(DATASET EXTRACT begins)

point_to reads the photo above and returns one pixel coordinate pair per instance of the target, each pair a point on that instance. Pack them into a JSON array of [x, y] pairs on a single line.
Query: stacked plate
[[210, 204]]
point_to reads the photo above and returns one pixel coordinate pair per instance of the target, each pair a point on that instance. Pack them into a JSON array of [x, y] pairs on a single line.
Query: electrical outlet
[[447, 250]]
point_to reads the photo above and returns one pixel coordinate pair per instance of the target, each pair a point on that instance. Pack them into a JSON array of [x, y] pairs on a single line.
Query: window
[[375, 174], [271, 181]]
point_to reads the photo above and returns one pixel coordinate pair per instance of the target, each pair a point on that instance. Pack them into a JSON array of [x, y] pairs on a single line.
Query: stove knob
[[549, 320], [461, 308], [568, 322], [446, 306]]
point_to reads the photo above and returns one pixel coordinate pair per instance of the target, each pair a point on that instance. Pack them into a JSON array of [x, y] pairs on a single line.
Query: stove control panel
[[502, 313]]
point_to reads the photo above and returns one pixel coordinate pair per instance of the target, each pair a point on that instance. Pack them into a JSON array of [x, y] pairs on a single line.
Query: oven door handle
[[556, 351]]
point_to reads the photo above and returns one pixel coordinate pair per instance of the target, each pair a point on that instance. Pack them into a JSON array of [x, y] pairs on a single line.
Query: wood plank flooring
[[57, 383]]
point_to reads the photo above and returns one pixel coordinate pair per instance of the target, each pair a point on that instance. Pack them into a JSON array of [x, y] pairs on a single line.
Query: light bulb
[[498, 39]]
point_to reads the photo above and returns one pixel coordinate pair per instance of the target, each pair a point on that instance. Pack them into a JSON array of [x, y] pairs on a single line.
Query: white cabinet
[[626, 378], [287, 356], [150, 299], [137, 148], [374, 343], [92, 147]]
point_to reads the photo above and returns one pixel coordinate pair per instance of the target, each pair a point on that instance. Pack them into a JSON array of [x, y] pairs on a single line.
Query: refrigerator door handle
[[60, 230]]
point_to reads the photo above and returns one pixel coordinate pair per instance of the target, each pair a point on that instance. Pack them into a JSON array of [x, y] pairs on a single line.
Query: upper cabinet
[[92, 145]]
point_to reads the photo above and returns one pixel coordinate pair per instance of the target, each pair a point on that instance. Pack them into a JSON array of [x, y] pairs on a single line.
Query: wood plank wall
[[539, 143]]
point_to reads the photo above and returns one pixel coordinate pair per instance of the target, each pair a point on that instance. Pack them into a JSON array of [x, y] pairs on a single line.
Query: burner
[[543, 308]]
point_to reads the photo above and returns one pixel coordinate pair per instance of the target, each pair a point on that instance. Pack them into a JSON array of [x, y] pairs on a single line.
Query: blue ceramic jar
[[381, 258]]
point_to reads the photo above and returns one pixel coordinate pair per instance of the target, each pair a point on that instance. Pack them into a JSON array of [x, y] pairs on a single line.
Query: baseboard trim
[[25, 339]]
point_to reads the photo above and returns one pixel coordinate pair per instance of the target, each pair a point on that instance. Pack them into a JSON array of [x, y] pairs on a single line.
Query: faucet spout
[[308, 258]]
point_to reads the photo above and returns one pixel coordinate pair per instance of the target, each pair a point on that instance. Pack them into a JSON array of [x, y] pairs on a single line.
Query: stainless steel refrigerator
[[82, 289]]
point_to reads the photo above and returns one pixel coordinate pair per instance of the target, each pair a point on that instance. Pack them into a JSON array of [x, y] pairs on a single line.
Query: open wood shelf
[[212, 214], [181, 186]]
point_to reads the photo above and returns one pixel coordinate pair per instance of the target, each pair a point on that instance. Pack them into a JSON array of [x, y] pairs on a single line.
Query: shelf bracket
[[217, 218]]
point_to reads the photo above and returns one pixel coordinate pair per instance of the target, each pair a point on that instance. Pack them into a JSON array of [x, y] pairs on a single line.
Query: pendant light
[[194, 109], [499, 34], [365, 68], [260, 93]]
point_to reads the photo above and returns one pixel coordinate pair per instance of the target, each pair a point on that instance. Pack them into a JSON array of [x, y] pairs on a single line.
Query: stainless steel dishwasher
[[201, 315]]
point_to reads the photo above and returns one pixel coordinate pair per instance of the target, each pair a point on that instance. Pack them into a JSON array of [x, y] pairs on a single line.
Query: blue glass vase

(DATASET EXTRACT ends)

### WHAT THE TASK ASKS
The full listing is to be copied verbatim.

### SOLVED EXERCISE
point_to reads the photo above and returns one pixel coordinate pair per instance of the target, each pair a point on that instance. Pack them into a JSON array of [x, y] pairs on a single line.
Query: stacked plate
[[210, 204]]
point_to reads the photo above and returns one pixel coordinate pair per instance of the target, each pair a point on that instance. Pack them into a JSON array of [x, y] pairs on a single line.
Query: electrical outlet
[[447, 250]]
point_to reads the photo above and returns one pixel coordinate pair per instance of the target, each pair a point on that instance. Pack them into a JSON array of [x, y] pairs on a single line.
Query: window
[[375, 174], [271, 181]]
point_to reads the photo above and returns one pixel coordinate pair per instance of the target, each pair a point on that instance. Pack them into a JSON array of [x, y] pairs on a single line.
Query: stove knob
[[549, 320], [461, 308], [568, 322], [446, 306]]
point_to reads the photo above and returns one pixel coordinate pair per instance of the target, each pair a point on that instance. Pack them into a JSON array of [x, y] pairs on a single line.
Query: stove control panel
[[502, 313]]
point_to reads the photo above and returns one pixel coordinate pair per instance of the target, each pair a point on that instance. Pack them into a JSON array of [x, y] pairs on a single line.
Query: oven door handle
[[556, 351]]
point_to reads the photo above and returns one pixel coordinate pair per instance of the target, each pair a point on that instance. Pack them into a JSON array of [x, y] pairs on a single line.
Query: wood plank flooring
[[57, 383]]
point_to reads the photo above and returns one pixel coordinate pair per instance of the target, each pair a point on that instance. Pack them into a JSON array of [x, y] pairs on a single line.
Query: light bulb
[[498, 39]]
point_to reads the photo above and returns one pixel coordinate pair per instance of the target, each pair a point on that instance. Pack them into a JSON array of [x, y] pairs on a single line.
Query: white cabinet
[[626, 378], [287, 356], [150, 299], [137, 148], [374, 343], [92, 147]]
point_to reads the photo above and returns one pixel coordinate pair per instance of the target, each pair a point on that instance. Pack them into a JSON array of [x, y] pairs on a single line.
Query: refrigerator door handle
[[60, 230]]
point_to reads the photo above and returns one pixel coordinate pair per instance of the target, each pair a point on that instance. Pack them into a JSON array of [x, y] pairs on a single line.
Query: upper cabinet
[[92, 145]]
point_to reads the photo above and returns one pixel coordinate pair per instance of the target, each pair a point on that instance. Pack them into a JSON array of [x, y] pairs on a single line.
Query: wood plank wall
[[539, 143]]
point_to reads the photo above and returns one pixel coordinate pair per instance of the target, each pair a point on that instance. Pack them into a JSON array of [x, y] pairs on a single line.
Query: burner
[[543, 308]]
point_to reads the photo above and returns one pixel coordinate pair per instance of the target, each pair a point on that instance. Pack them into a JSON array of [x, y] pairs on a single line.
Query: blue ceramic jar
[[381, 258]]
point_to reads the photo above and returns one pixel coordinate pair per instance of the target, each pair a point on that instance. Pack them into a JSON array of [x, y] pairs on a single line.
Query: baseboard trim
[[25, 339]]
point_to reads the photo above and returns one pixel coordinate pair per instance of the target, each pair a point on that instance. Pack them into a JSON array of [x, y] pairs on a single line.
Query: faucet spout
[[308, 258]]
point_to reads the photo above and returns one pixel coordinate pair per instance of the target, each pair a point on that instance. Pack them into a JSON array of [x, y] pairs on a single line.
Query: stainless steel refrigerator
[[82, 289]]
point_to reads the photo above and returns one pixel coordinate pair per instance of the target, each pair a point on that instance. Pack them into a JSON array of [x, y] pairs on a single line.
Query: open wood shelf
[[212, 214], [181, 186]]
point_to reads the photo above and returns one pixel coordinate pair per instance of the target, each pair a point on that instance. Pack them into a JSON array of [x, y] pairs on a single line.
Query: shelf bracket
[[217, 218]]
point_to reads the photo above and returns one pixel coordinate pair per instance of the target, each pair a point on that instance. Pack them into a JSON array of [x, y] pairs on a single line.
Query: pendant light
[[194, 109], [499, 34], [365, 68], [260, 93]]
point_to reads the photo above and returns one pixel coordinate pair per instance of the target, each pair a point on that instance. Pack them into a JSON array of [x, y] pairs on a single line.
Query: stainless steel dishwasher
[[201, 315]]
point_to reads the photo above and returns one pixel coordinate pair per instance of the target, each pair a point on that instance. Pack them into a JSON array of [x, y] pairs on a single line.
Query: blue glass vase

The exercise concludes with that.